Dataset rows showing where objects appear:
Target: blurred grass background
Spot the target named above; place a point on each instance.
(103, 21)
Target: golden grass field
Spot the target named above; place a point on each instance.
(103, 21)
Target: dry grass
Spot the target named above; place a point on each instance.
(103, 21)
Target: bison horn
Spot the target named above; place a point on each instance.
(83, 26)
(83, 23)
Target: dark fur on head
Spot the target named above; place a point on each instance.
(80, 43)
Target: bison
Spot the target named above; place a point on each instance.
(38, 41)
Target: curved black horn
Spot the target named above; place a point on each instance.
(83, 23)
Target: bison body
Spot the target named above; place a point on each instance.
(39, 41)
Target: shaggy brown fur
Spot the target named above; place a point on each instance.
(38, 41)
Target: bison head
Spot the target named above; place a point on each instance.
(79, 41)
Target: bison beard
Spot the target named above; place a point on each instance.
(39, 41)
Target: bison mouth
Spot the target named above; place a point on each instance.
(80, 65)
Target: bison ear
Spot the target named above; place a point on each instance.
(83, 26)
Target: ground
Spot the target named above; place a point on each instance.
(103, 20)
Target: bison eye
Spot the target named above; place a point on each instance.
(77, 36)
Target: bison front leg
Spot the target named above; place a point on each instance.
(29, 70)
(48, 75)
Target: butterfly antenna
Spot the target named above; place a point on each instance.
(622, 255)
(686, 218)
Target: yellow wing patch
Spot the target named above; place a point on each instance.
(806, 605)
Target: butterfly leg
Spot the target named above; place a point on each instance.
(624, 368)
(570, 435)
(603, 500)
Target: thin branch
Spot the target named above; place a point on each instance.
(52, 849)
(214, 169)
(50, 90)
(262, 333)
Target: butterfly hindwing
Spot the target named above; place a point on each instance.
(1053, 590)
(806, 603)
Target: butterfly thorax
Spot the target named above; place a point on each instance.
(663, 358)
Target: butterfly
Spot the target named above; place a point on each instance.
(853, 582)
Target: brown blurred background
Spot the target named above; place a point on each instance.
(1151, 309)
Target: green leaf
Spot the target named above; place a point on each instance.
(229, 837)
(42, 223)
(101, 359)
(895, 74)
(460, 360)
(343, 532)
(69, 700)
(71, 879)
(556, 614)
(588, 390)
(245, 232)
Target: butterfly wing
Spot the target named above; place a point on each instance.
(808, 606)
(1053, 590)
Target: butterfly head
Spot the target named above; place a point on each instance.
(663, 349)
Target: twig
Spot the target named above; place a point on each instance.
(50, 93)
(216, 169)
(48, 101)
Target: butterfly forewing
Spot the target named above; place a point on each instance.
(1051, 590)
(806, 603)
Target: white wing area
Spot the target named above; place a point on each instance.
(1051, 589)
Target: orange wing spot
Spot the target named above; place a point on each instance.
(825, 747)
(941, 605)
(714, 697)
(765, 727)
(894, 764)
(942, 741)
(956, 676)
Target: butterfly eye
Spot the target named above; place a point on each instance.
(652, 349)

▶ Task directions
Rewrite every one of the rows above, replacing each "instance" with "occurrence" and leaving everything else unchanged.

▶ Correct response
Target: blurred grass background
Spot the target named above; place a point on each occurrence.
(103, 21)
Target: golden grass field
Spot the target named above; place a point on each occurrence.
(103, 21)
Target: dry grass
Spot the target named above; place a point on each occurrence.
(103, 21)
Target: bison horn
Spot the target named above; place a point on each occurrence.
(83, 26)
(83, 23)
Target: dark fur on head
Spot the target named above; place a point on each occurrence.
(80, 43)
Target: bison
Spot the target named above; place a point on each occurrence.
(38, 41)
Target: curved black horn
Spot the target named above; place a point on each occurrence.
(83, 23)
Target: bison body
Spot the target named above; place a point on each occurrence.
(39, 41)
Target: shaggy brown fur
Spot the target named above; place a point on each occurrence.
(38, 41)
Target: bison head
Spot the target named above; place a point on each occurrence.
(79, 41)
Target: bison beard
Spot the target named above; place a point on each occurrence.
(39, 41)
Target: bison mouth
Spot the target named above; place a point on each occurrence.
(80, 65)
Target: bison ear
Spot the target named above; place a point on each occurrence.
(83, 26)
Target: ground
Spot the target named above; place a point on each occurrence.
(103, 20)
Target: bison eye
Spot the target named above; place a point on each occurrence.
(77, 36)
Target: bison front leg
Spot the target named above; place a point on each occurrence.
(29, 70)
(48, 75)
Target: butterfly antenna
Spot the target named above; place a point on each occurrence.
(622, 255)
(686, 218)
Target: yellow wing patch
Spot the target named above; place a point on each occurrence.
(806, 605)
Target: butterfly leg
Spot the target named above; place a point on each occurrence.
(624, 368)
(570, 435)
(603, 500)
Target: thin branch
Spot the target named above; place a point on each occurrence.
(52, 849)
(214, 169)
(50, 90)
(262, 333)
Target: butterfly hindwing
Spot the target named above; place a point on each occurrence.
(1053, 590)
(806, 603)
Target: butterfly thorax
Spot the target named above; place a point on each occurrence.
(663, 358)
Target: butterfly
Spot the target named above; place a point on each occurrence.
(853, 582)
Target: brown blurred background
Spot the target named above; place a point on each occurrence.
(1151, 309)
Target: green leaf
Spot the target named above; place a point on each occurrence.
(229, 837)
(42, 223)
(101, 359)
(895, 74)
(460, 360)
(343, 532)
(69, 700)
(71, 879)
(556, 614)
(588, 390)
(245, 232)
Target: butterfly wing
Spot the target named above; place a point on each occurrence.
(808, 606)
(1053, 590)
Target: butterfly head
Spot the target named above; place a point on each occurrence.
(663, 349)
Target: twig
Spot the target named above; place a point on each occurrence.
(50, 93)
(216, 169)
(48, 101)
Target: butterfly forewing
Spot the target named above; place a point on each occurrence.
(1051, 590)
(806, 603)
Target: white wing area
Spot the target named above; place a point on each occurrence.
(1051, 589)
Target: orange wing spot
Spot the target named above; place a point on each occurrence.
(825, 747)
(941, 605)
(714, 697)
(765, 727)
(894, 764)
(942, 741)
(956, 676)
Target: butterfly eye
Spot the target named above; place a point on each occurrence.
(652, 349)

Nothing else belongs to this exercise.